◆ PASSAGE TO READ ◆
──────────

"Could" is a bit of a tricky word here, because technically, sure, anything is possible. But to rephrase it as "is the Biblical flood myth based on the extinction of hominids/the Black Sea flooding/the Toba Eruption/what have you and idea with strong support we can consider seriously" then the answer is no. In part this is an issue of time scales--the last non sapiens hominids anywhere in the world probably died out somewhere in the range of 40-30,000 years ago, and by that point were exceptionally limited in their range--a small corner of Spain, an island in Indonesia, etc. Obviously the chronology and geography of this will be moved around as more discoveries surface, but it is extremely unlikely that we will widespread non sapiens hominids much later.
But a more compelling argument is that there actually is already a pretty good explanation for what the Biblical flood story is "based on". In the nineteenth century, the excavation and translation of Mesopotamian texts led to, among other things, the rediscovery of the Epic of Gilgamesh, which contains a section in which contains a section in which the gods become angry at human kinds, and thus cause a great flood of the rivers to wipe them out. The god Enki, however, told the plan to a human named Utnapishtim, and instructed him to build a large boat filled with people and the beasts and animals of the field. Th floods came and covered the world, and only Mt Nimrud was above it. When the storms stopped, Utnapishtim released doves etc you can see where I am going with this.

──────────

◆ INFORMATION PROVIDED ◆
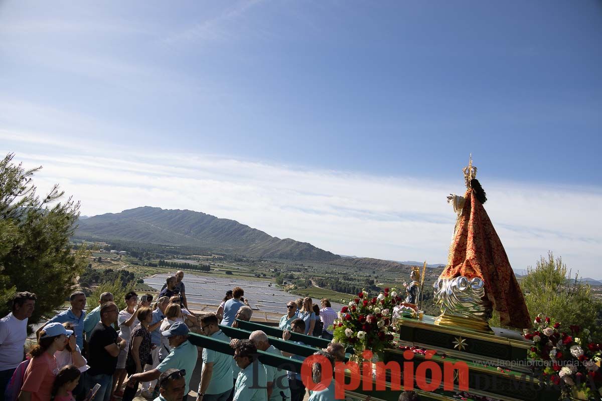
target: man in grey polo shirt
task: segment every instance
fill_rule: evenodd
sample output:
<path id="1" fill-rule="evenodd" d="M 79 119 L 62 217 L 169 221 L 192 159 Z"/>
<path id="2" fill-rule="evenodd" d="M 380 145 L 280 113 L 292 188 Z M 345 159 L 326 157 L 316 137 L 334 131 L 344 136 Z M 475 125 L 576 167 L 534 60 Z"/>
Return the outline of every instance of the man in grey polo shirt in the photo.
<path id="1" fill-rule="evenodd" d="M 214 313 L 201 318 L 200 329 L 205 335 L 230 342 L 230 338 L 217 325 L 217 317 Z M 203 349 L 203 370 L 197 401 L 226 401 L 232 393 L 233 382 L 230 355 Z"/>

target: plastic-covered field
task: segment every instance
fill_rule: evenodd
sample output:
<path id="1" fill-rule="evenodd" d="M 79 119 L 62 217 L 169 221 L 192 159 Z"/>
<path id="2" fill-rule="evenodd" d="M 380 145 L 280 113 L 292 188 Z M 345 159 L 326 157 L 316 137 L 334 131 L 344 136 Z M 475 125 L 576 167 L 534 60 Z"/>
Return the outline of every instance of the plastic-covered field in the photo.
<path id="1" fill-rule="evenodd" d="M 169 275 L 168 274 L 156 274 L 145 278 L 144 283 L 159 290 Z M 186 298 L 188 302 L 215 305 L 216 307 L 222 302 L 226 292 L 235 287 L 240 287 L 244 290 L 244 297 L 248 300 L 254 310 L 284 314 L 287 311 L 287 302 L 299 298 L 298 295 L 277 288 L 273 283 L 272 287 L 268 287 L 269 283 L 267 281 L 185 274 L 184 282 L 186 285 Z M 319 299 L 313 301 L 319 305 Z M 336 311 L 340 310 L 343 307 L 340 304 L 332 301 L 331 303 L 332 308 Z"/>

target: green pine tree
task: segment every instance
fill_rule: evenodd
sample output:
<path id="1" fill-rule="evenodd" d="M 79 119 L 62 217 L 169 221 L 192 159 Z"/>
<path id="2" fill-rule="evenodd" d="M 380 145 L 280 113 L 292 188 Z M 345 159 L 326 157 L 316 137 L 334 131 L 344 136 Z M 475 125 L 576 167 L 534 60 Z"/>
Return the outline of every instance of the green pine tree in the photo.
<path id="1" fill-rule="evenodd" d="M 32 177 L 42 167 L 26 170 L 13 156 L 0 161 L 0 300 L 19 291 L 36 293 L 31 324 L 52 314 L 75 289 L 88 253 L 85 246 L 72 251 L 69 245 L 79 203 L 60 202 L 58 185 L 40 198 Z M 0 316 L 9 311 L 0 304 Z"/>

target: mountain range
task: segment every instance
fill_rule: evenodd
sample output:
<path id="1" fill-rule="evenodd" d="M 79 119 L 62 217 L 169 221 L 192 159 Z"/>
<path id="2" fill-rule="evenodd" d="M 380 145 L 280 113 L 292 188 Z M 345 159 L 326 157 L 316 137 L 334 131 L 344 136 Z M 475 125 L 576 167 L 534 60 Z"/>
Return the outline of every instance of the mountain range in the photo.
<path id="1" fill-rule="evenodd" d="M 88 240 L 122 240 L 192 245 L 251 257 L 329 262 L 340 257 L 307 242 L 281 239 L 200 212 L 144 206 L 80 219 L 73 235 Z"/>

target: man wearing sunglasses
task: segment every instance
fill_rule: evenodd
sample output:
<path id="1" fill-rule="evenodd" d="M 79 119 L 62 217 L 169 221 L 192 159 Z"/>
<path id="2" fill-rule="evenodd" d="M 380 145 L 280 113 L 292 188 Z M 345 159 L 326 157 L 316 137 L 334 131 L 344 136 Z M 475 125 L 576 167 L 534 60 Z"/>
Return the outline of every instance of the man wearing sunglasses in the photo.
<path id="1" fill-rule="evenodd" d="M 203 334 L 215 340 L 229 341 L 230 338 L 220 329 L 217 317 L 214 313 L 200 319 Z M 203 349 L 203 370 L 199 383 L 196 401 L 226 401 L 232 394 L 234 376 L 232 358 L 227 354 Z"/>
<path id="2" fill-rule="evenodd" d="M 287 304 L 287 314 L 280 318 L 278 328 L 281 330 L 290 330 L 291 323 L 297 319 L 297 304 L 290 301 Z"/>
<path id="3" fill-rule="evenodd" d="M 249 340 L 241 340 L 234 350 L 234 360 L 241 369 L 234 386 L 233 401 L 267 401 L 265 368 L 256 360 L 257 348 Z"/>
<path id="4" fill-rule="evenodd" d="M 167 369 L 159 377 L 160 396 L 155 401 L 181 401 L 186 389 L 186 370 Z"/>
<path id="5" fill-rule="evenodd" d="M 196 360 L 198 357 L 196 346 L 193 345 L 188 341 L 189 333 L 188 328 L 181 322 L 174 323 L 169 328 L 169 329 L 161 332 L 163 336 L 167 337 L 169 340 L 169 346 L 172 347 L 169 355 L 166 357 L 163 362 L 154 369 L 142 373 L 132 375 L 128 379 L 128 382 L 133 384 L 137 381 L 144 382 L 155 380 L 160 378 L 162 373 L 165 373 L 171 369 L 185 371 L 184 395 L 181 399 L 181 401 L 187 401 L 188 386 L 190 384 L 192 372 L 194 370 L 194 366 L 196 365 Z"/>

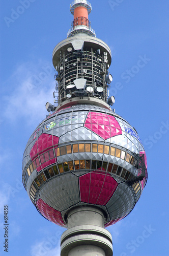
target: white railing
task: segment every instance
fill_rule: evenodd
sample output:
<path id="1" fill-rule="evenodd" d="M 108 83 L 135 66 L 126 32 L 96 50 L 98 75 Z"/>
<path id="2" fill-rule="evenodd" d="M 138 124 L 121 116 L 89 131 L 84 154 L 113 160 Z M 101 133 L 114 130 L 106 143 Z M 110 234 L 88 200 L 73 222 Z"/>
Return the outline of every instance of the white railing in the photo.
<path id="1" fill-rule="evenodd" d="M 73 1 L 72 4 L 71 4 L 70 7 L 71 8 L 73 5 L 75 5 L 76 4 L 79 4 L 80 3 L 82 3 L 83 4 L 87 4 L 90 7 L 91 7 L 91 4 L 89 3 L 89 1 L 87 1 L 86 0 L 75 0 Z"/>
<path id="2" fill-rule="evenodd" d="M 70 29 L 69 29 L 69 31 L 68 32 L 67 34 L 67 37 L 68 37 L 69 35 L 69 34 L 71 33 L 71 32 L 74 31 L 76 31 L 77 32 L 77 33 L 78 33 L 78 30 L 86 30 L 87 32 L 89 32 L 89 31 L 91 31 L 92 33 L 93 34 L 93 35 L 95 36 L 96 36 L 96 32 L 95 31 L 95 30 L 93 29 L 92 29 L 92 28 L 91 27 L 87 27 L 87 26 L 82 26 L 82 25 L 79 25 L 79 26 L 76 26 L 75 27 L 74 27 L 73 28 L 71 28 Z M 84 32 L 85 33 L 85 32 Z"/>

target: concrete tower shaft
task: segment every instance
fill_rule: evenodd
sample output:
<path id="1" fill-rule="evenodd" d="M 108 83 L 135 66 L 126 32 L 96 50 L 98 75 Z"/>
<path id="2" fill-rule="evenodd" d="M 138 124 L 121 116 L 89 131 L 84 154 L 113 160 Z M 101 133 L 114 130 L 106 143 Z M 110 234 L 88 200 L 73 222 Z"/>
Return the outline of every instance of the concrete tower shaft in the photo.
<path id="1" fill-rule="evenodd" d="M 23 184 L 42 216 L 68 228 L 61 256 L 112 256 L 104 227 L 139 200 L 146 155 L 135 129 L 110 106 L 111 51 L 90 26 L 90 3 L 75 0 L 70 9 L 72 28 L 53 52 L 58 105 L 47 102 L 50 113 L 27 142 Z"/>

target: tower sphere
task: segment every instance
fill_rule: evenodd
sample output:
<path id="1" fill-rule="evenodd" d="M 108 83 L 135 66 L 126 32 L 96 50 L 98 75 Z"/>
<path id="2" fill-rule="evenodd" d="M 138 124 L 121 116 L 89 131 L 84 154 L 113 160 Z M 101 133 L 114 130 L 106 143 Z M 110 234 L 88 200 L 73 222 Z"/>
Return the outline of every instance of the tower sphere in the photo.
<path id="1" fill-rule="evenodd" d="M 104 227 L 138 201 L 147 180 L 146 155 L 135 129 L 110 106 L 111 51 L 91 27 L 91 4 L 76 0 L 70 8 L 72 27 L 53 52 L 58 105 L 46 103 L 49 115 L 28 141 L 22 181 L 38 211 L 68 228 L 61 256 L 79 255 L 74 250 L 84 255 L 80 236 L 91 248 L 87 256 L 111 256 Z"/>

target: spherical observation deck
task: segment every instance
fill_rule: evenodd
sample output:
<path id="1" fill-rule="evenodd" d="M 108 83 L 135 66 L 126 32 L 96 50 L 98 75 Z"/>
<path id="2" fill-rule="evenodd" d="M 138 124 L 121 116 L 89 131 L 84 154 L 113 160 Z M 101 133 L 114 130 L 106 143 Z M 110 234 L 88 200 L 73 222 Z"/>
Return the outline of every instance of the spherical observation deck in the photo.
<path id="1" fill-rule="evenodd" d="M 23 159 L 24 187 L 38 210 L 62 226 L 72 208 L 95 206 L 105 226 L 126 216 L 146 183 L 146 157 L 134 129 L 112 111 L 78 105 L 36 129 Z"/>

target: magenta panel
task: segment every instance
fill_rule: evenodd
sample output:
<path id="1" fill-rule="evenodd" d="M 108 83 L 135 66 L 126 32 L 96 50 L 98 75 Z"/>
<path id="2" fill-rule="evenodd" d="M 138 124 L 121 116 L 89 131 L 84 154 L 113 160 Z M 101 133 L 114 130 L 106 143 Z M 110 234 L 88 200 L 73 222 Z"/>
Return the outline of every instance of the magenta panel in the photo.
<path id="1" fill-rule="evenodd" d="M 30 156 L 32 160 L 34 159 L 35 157 L 41 152 L 45 152 L 53 145 L 57 146 L 59 138 L 57 136 L 43 133 L 38 138 L 33 146 Z"/>
<path id="2" fill-rule="evenodd" d="M 80 177 L 79 184 L 82 202 L 105 205 L 118 183 L 109 174 L 93 172 Z"/>
<path id="3" fill-rule="evenodd" d="M 45 162 L 45 163 L 43 163 L 42 164 L 41 164 L 39 166 L 37 167 L 36 169 L 38 173 L 39 173 L 39 172 L 42 170 L 42 169 L 43 169 L 44 168 L 45 168 L 48 165 L 51 165 L 51 164 L 55 163 L 56 163 L 56 162 L 57 161 L 55 158 L 54 158 L 53 159 L 50 159 L 49 161 L 47 161 L 47 162 Z"/>
<path id="4" fill-rule="evenodd" d="M 121 127 L 115 117 L 100 112 L 89 113 L 85 121 L 84 127 L 104 140 L 122 134 Z"/>
<path id="5" fill-rule="evenodd" d="M 41 199 L 36 202 L 36 205 L 41 214 L 47 220 L 62 227 L 66 226 L 60 211 L 49 206 Z"/>

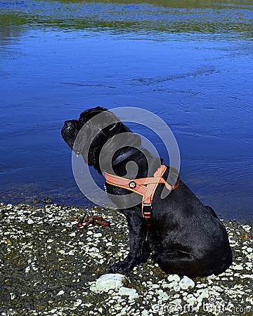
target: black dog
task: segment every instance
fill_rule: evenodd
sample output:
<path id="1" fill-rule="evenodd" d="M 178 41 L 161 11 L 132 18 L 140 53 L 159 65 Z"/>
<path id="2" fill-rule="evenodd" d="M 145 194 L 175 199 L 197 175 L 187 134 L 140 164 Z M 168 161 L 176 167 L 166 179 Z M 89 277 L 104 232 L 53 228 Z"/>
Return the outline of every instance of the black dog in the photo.
<path id="1" fill-rule="evenodd" d="M 93 121 L 102 112 L 105 114 L 103 121 Z M 100 173 L 113 172 L 124 177 L 128 172 L 127 178 L 132 178 L 126 164 L 134 161 L 138 171 L 132 176 L 134 178 L 146 178 L 152 176 L 161 164 L 160 158 L 141 147 L 138 135 L 111 112 L 100 107 L 83 112 L 79 119 L 66 121 L 61 133 L 70 148 L 82 154 L 85 162 Z M 124 147 L 123 143 L 117 149 L 113 136 L 124 133 L 127 133 L 127 144 Z M 103 146 L 102 158 L 99 159 Z M 110 170 L 106 170 L 108 168 Z M 165 179 L 169 170 L 168 167 Z M 148 230 L 141 213 L 141 197 L 136 193 L 129 195 L 129 190 L 108 183 L 105 186 L 112 200 L 114 196 L 122 195 L 120 202 L 114 202 L 125 215 L 129 229 L 129 254 L 123 261 L 114 264 L 111 272 L 130 271 L 145 262 L 150 253 L 166 272 L 191 277 L 219 275 L 231 265 L 232 251 L 224 225 L 213 209 L 205 206 L 183 181 L 164 199 L 161 194 L 164 185 L 158 185 Z M 135 206 L 129 207 L 133 195 Z"/>

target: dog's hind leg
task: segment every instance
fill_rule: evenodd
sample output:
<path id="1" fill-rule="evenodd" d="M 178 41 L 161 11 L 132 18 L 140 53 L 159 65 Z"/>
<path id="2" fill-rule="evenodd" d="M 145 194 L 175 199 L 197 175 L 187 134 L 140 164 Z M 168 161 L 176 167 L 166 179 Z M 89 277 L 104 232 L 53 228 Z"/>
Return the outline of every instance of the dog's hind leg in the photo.
<path id="1" fill-rule="evenodd" d="M 203 269 L 201 262 L 191 254 L 172 251 L 159 254 L 155 260 L 160 268 L 169 274 L 187 275 L 190 277 L 207 276 L 212 274 L 209 269 Z"/>

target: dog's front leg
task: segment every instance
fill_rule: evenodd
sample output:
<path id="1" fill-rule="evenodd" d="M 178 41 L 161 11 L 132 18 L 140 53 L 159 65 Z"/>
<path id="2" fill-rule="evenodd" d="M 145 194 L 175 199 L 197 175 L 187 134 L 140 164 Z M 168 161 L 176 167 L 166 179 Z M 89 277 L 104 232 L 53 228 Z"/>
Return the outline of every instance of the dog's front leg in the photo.
<path id="1" fill-rule="evenodd" d="M 136 210 L 124 210 L 129 230 L 130 251 L 123 261 L 115 263 L 110 268 L 112 272 L 131 271 L 142 262 L 145 262 L 150 255 L 148 245 L 145 242 L 145 223 Z"/>

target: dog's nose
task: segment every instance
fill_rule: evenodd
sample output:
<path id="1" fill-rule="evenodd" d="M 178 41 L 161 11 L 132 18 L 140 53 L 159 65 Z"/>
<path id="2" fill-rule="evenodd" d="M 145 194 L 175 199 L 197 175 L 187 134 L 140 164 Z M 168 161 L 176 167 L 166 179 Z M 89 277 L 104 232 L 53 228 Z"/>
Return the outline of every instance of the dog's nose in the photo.
<path id="1" fill-rule="evenodd" d="M 72 127 L 71 121 L 65 121 L 64 125 L 66 129 L 71 129 Z"/>

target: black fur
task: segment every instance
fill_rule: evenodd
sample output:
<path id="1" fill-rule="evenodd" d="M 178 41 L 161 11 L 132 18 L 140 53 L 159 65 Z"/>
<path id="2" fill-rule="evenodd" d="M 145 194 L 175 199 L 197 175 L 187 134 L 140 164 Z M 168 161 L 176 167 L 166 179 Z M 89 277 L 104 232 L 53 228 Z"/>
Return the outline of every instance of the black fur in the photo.
<path id="1" fill-rule="evenodd" d="M 104 111 L 106 111 L 105 114 L 108 119 L 110 117 L 113 118 L 113 123 L 105 129 L 103 129 L 101 123 L 91 126 L 89 123 L 89 119 Z M 84 131 L 77 138 L 78 132 L 84 126 Z M 91 136 L 93 131 L 97 135 L 95 138 Z M 110 156 L 112 152 L 115 152 L 112 136 L 126 132 L 129 133 L 128 135 L 131 138 L 132 146 L 140 150 L 117 164 L 113 168 L 113 172 L 119 176 L 126 176 L 126 164 L 134 161 L 138 168 L 135 178 L 153 176 L 160 166 L 161 160 L 142 149 L 140 138 L 131 133 L 106 109 L 97 107 L 87 110 L 81 113 L 79 119 L 67 121 L 62 129 L 63 138 L 71 149 L 82 153 L 86 162 L 93 166 L 100 173 L 102 171 L 98 157 L 103 145 L 108 142 L 103 154 L 108 152 Z M 87 147 L 86 144 L 91 139 L 93 140 Z M 112 162 L 129 149 L 131 147 L 128 145 L 116 150 Z M 84 154 L 87 150 L 88 159 Z M 147 157 L 148 161 L 151 162 L 149 168 Z M 106 160 L 106 154 L 103 154 L 103 171 L 109 172 L 106 170 L 107 166 L 111 165 L 112 162 Z M 127 171 L 129 172 L 129 170 Z M 166 172 L 165 178 L 168 171 Z M 207 276 L 213 273 L 218 275 L 231 265 L 232 252 L 224 225 L 214 211 L 209 206 L 205 206 L 183 181 L 165 199 L 160 198 L 164 185 L 158 185 L 154 196 L 152 222 L 148 232 L 145 229 L 146 221 L 141 215 L 141 197 L 134 193 L 129 195 L 128 190 L 108 183 L 105 185 L 108 193 L 112 195 L 110 197 L 112 201 L 115 195 L 124 195 L 120 200 L 120 205 L 118 200 L 114 202 L 117 203 L 117 206 L 125 215 L 129 229 L 130 251 L 123 261 L 116 263 L 111 267 L 111 272 L 130 271 L 136 265 L 146 261 L 150 253 L 166 272 L 191 277 Z M 133 195 L 136 206 L 127 208 L 129 199 L 133 199 Z"/>

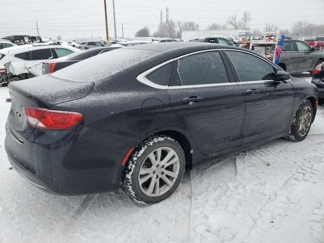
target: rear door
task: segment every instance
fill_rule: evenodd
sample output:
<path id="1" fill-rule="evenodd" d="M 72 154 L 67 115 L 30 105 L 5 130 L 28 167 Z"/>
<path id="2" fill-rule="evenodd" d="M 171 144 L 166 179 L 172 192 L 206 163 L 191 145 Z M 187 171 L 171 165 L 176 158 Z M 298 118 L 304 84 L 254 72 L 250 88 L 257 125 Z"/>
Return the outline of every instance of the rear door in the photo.
<path id="1" fill-rule="evenodd" d="M 274 80 L 278 69 L 256 55 L 237 50 L 226 53 L 245 97 L 245 143 L 289 131 L 295 101 L 291 84 Z"/>
<path id="2" fill-rule="evenodd" d="M 281 55 L 284 63 L 286 66 L 286 71 L 291 72 L 297 72 L 299 65 L 299 53 L 295 42 L 287 40 L 284 43 L 284 49 Z"/>
<path id="3" fill-rule="evenodd" d="M 244 96 L 222 56 L 206 51 L 175 61 L 169 86 L 173 110 L 205 154 L 241 142 Z"/>
<path id="4" fill-rule="evenodd" d="M 314 67 L 313 66 L 314 58 L 310 48 L 303 42 L 296 41 L 296 44 L 299 53 L 298 70 L 301 72 L 312 70 Z"/>

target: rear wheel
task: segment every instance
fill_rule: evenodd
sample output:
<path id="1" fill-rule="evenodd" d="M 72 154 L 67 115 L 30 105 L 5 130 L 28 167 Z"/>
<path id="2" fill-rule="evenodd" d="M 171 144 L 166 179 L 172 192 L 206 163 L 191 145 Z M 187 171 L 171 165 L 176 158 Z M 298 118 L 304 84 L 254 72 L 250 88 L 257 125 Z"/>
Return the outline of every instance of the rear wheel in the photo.
<path id="1" fill-rule="evenodd" d="M 185 155 L 180 144 L 167 136 L 141 143 L 125 165 L 122 183 L 138 202 L 151 205 L 169 197 L 180 184 Z"/>
<path id="2" fill-rule="evenodd" d="M 313 117 L 313 106 L 308 100 L 302 102 L 293 119 L 289 134 L 285 138 L 295 142 L 305 139 L 308 134 Z"/>

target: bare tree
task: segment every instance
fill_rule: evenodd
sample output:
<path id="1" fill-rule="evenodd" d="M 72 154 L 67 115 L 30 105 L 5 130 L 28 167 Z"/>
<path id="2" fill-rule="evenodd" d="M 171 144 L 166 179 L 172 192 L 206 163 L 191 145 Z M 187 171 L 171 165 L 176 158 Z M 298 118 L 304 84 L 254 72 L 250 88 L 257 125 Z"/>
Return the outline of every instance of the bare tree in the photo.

──────────

◆ EXERCISE REQUIREMENTS ◆
[1] Reproduce the text on the Biblical flood myth verbatim, between "But a more compelling" and "going with this.", inclusive.
[2] Write the next part of the text on the Biblical flood myth, picking up after its final sentence.

◆ EXERCISE ANSWERS ◆
[1]
But a more compelling argument is that there actually is already a pretty good explanation for what the Biblical flood story is "based on". In the nineteenth century, the excavation and translation of Mesopotamian texts led to, among other things, the rediscovery of the Epic of Gilgamesh, which contains a section in which contains a section in which the gods become angry at human kinds, and thus cause a great flood of the rivers to wipe them out. The god Enki, however, told the plan to a human named Utnapishtim, and instructed him to build a large boat filled with people and the beasts and animals of the field. Th floods came and covered the world, and only Mt Nimrud was above it. When the storms stopped, Utnapishtim released doves etc you can see where I am going with this.

[2]
We do not need to go with the farthest possible interpretation (something like "Judean priests taken to Babylon learn of the Epic of Gilgamesh and insert their own spin on it when compiling the tanakh") to see the parallels, and to say that the flood story presented Genesis is a version of a popular Mesopotamian flood story. And here is where archaeology and geography come into play, because the rivers of Mesopotamia were prone to flooding, and signs of this flooding are commonly seen in the excavation of the cities (this can be seen in the layers of soil deposited on a site--if you are excavating a city and come to a layer of soil that is characteristic of rivers depositions, odds are you have a flood). The takeaway is that flooding was, if not a daily occurance, certainly a feature of Mesopotamian civilization, and so mythology reflects that.
This does not mean that the story is "based on" a particular flood, as if Gilgamesh was a Hollywood movie based on a true story, rather that mythology speaks to the worldviews and experiences of people telling them. You do not need a specific historical Persephone and Hades in order to have a story that reflects the experience of the changing of seasons.
If you are curious about this, there is a recent book The Ark Before Noah: Decoding the Story of the Flood by Irving Finkel. I have not read all of it, but from what I have read it is pretty readable, and it goes into a lot of interesting aspects of the story I did not mention here (like what we can learn from all the variants of the story, eg some of them go into a lot of detail on the exact specifications of the ship.